DOCUMENT EXCERPT ::
****
Since commit 4cc0473d7754 ("get rid of __get_task_comm()"),
get_task_comm() does just a redundant check for the buffer size and call
strscpy_pad(). Replace get_task_comm() calls with strscpy_pad(), that will
do the right thing if the buffers sizes doesn't match: zero-pad if it's
bigger, and truncate if it's smaller.

Link: https://lore.kernel.org/lkml/CAHk-=wi5c=_-FBGo_88CowJd_F-Gi6Ud9d=TALm65ReN7YjrMw@mail.gmail.com/
Co-developed-by: Bhupesh <bhupesh@igalia.com>
Signed-off-by: Bhupesh <bhupesh@igalia.com>
Signed-off-by: André Almeida <andrealmeid@igalia.com>
---
 drivers/connector/cn_proc.c                        |  2 +-
 drivers/dma-buf/sw_sync.c                          |  2 +-
 drivers/gpu/drm/amd/amdgpu/amdgpu_amdkfd_fence.c   |  2 +-
 drivers/gpu/drm/amd/amdgpu/amdgpu_eviction_fence.c |  2 +-
 drivers/gpu/drm/amd/amdgpu/amdgpu_ras.c            |  2 +-
 drivers/gpu/drm/amd/amdgpu/amdgpu_userq_fence.c    |  2 +-
 drivers/gpu/drm/amd/amdgpu/amdgpu_vm.c             |  4 ++--
 drivers/gpu/drm/amd/amdgpu/amdgpu_vram_mgr.c       |  2 +-
 drivers/gpu/drm/lima/lima_ctx.c                    |  2 +-
 drivers/gpu/drm/panfrost/panfrost_gem.c            |  2 +-
 drivers/gpu/drm/panthor/panthor_gem.c              |  2 +-
 drivers/gpu/drm/panthor/panthor_sched.c            |  2 +-
 drivers/gpu/drm/virtio/virtgpu_ioctl.c             |  2 +-
 drivers/hwtracing/stm/core.c                       |  2 +-
 drivers/tty/tty_audit.c                            |  2 +-
 fs/binfmt_elf.c                                    |  2 +-
 fs/binfmt_elf_fdpic.c                              |  2 +-
 fs/proc/array.c                                    |  2 +-
 include/linux/sched.h                              | 19 -------------------
 kernel/audit.c                                     |  6 ++++--
 kernel/auditsc.c                                   |  6 ++++--
 kernel/printk/printk.c                             |  2 +-
 kernel/sys.c                                       |  2 +-
 net/bluetooth/hci_sock.c                           |  2 +-
 net/netfilter/nf_tables_api.c                      |  2 +-
 security/integrity/integrity_audit.c               |  3 ++-
 security/ipe/audit.c                               |  2 +-
 security/landlock/domain.c                         |  2 +-
 security/lsm_audit.c                               |  7 ++++---
 29 files changed, 39 insertions(+), 52 deletions(-)
****
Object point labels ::

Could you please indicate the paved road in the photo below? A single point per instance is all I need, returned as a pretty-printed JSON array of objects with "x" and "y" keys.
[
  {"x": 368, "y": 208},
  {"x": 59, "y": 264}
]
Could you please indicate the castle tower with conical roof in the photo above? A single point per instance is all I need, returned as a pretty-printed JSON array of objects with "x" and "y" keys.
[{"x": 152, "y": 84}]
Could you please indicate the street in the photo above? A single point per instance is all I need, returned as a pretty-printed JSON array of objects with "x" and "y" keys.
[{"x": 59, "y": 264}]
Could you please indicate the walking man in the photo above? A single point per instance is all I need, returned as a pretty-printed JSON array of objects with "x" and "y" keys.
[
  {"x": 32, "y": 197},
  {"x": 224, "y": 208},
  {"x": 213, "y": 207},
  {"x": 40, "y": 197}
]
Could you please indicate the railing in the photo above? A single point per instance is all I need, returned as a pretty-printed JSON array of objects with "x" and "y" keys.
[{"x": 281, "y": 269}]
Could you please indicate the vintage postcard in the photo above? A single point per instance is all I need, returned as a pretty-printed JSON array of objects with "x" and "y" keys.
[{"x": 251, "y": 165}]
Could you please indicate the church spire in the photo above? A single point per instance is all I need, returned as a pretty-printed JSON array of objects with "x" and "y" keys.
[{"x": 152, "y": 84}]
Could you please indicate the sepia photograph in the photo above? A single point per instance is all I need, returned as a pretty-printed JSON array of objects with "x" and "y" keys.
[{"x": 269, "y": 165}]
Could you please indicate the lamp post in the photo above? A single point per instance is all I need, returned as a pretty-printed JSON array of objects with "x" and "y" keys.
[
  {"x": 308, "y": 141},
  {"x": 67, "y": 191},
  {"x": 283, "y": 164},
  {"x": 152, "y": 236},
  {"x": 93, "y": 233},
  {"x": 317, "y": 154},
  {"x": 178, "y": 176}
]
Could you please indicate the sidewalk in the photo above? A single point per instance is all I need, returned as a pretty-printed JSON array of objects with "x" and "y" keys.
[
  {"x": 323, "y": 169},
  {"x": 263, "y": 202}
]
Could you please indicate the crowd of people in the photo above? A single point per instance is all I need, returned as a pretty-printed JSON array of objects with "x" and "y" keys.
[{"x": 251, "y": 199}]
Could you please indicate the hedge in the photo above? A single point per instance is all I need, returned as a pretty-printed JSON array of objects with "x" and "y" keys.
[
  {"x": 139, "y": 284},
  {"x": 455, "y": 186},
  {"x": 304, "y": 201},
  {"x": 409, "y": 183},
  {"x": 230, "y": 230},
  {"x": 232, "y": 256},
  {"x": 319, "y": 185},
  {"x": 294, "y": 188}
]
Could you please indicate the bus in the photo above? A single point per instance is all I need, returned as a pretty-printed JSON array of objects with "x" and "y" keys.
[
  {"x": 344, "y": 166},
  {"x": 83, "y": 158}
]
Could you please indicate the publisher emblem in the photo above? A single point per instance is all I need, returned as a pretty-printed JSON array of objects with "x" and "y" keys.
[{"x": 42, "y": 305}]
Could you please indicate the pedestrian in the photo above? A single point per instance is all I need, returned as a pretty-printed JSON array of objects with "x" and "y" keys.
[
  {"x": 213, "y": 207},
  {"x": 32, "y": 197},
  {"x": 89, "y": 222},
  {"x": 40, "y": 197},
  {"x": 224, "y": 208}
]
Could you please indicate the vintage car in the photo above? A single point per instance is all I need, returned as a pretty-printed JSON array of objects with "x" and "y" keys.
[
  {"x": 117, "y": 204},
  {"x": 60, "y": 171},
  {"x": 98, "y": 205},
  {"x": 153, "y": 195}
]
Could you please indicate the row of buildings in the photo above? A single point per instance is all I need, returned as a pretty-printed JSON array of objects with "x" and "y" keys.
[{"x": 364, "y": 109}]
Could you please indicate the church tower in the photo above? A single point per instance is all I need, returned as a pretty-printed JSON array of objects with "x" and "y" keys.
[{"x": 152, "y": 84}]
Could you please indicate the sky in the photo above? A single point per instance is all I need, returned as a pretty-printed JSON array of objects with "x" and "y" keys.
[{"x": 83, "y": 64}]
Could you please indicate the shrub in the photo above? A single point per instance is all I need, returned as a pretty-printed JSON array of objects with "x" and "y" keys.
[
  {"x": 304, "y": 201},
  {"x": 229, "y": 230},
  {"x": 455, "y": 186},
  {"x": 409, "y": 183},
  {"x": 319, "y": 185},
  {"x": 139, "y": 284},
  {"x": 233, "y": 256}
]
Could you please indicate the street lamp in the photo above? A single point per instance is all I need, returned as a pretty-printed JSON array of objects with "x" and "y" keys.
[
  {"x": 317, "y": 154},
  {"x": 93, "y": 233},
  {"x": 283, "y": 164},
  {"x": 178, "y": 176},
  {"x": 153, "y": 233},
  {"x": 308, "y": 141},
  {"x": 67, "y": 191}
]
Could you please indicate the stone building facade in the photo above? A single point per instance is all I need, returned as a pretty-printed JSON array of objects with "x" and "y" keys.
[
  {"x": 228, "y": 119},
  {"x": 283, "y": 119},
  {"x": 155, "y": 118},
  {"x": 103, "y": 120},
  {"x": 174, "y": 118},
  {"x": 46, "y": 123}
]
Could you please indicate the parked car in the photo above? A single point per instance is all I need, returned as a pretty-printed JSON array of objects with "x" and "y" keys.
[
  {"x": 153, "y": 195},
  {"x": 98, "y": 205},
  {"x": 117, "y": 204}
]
****
SHORT EXERCISE 1 :: According to the get_task_comm() patch description, what does strscpy_pad() do when the destination buffer is smaller?
SHORT EXERCISE 2 :: Continue the patch that replaces get_task_comm() with strscpy_pad() from the point where it stops.

RIGHT ANSWER 1 :: It truncates.

RIGHT ANSWER 2 ::
diff --git a/drivers/connector/cn_proc.c b/drivers/connector/cn_proc.c
index 0056ab81fbc3..c78243ed3c2a 100644
--- a/drivers/connector/cn_proc.c
+++ b/drivers/connector/cn_proc.c
@@ -278,7 +278,7 @@ void proc_comm_connector(struct task_struct *task)
 	ev->what = PROC_EVENT_COMM;
 	ev->event_data.comm.process_pid  = task->pid;
 	ev->event_data.comm.process_tgid = task->tgid;
-	get_task_comm(ev->event_data.comm.comm, task);
+	strscpy_pad(ev->event_data.comm.comm, task->comm);
 
 	memcpy(&msg->id, &cn_proc_event_id, sizeof(msg->id));
 	msg->ack = 0; /* not used */
diff --git a/drivers/dma-buf/sw_sync.c b/drivers/dma-buf/sw_sync.c
index 8df20b0218a9..d501657ad801 100644
--- a/drivers/dma-buf/sw_sync.c
+++ b/drivers/dma-buf/sw_sync.c
@@ -312,7 +312,7 @@ static int sw_sync_debugfs_open(struct inode *inode, struct file *file)
 	struct sync_timeline *obj;
 	char task_comm[TASK_COMM_LEN];
 
-	get_task_comm(task_comm, current);
+	strscpy_pad(task_comm, current->comm);
 
 	obj = sync_timeline_create(task_comm);
 	if (!obj)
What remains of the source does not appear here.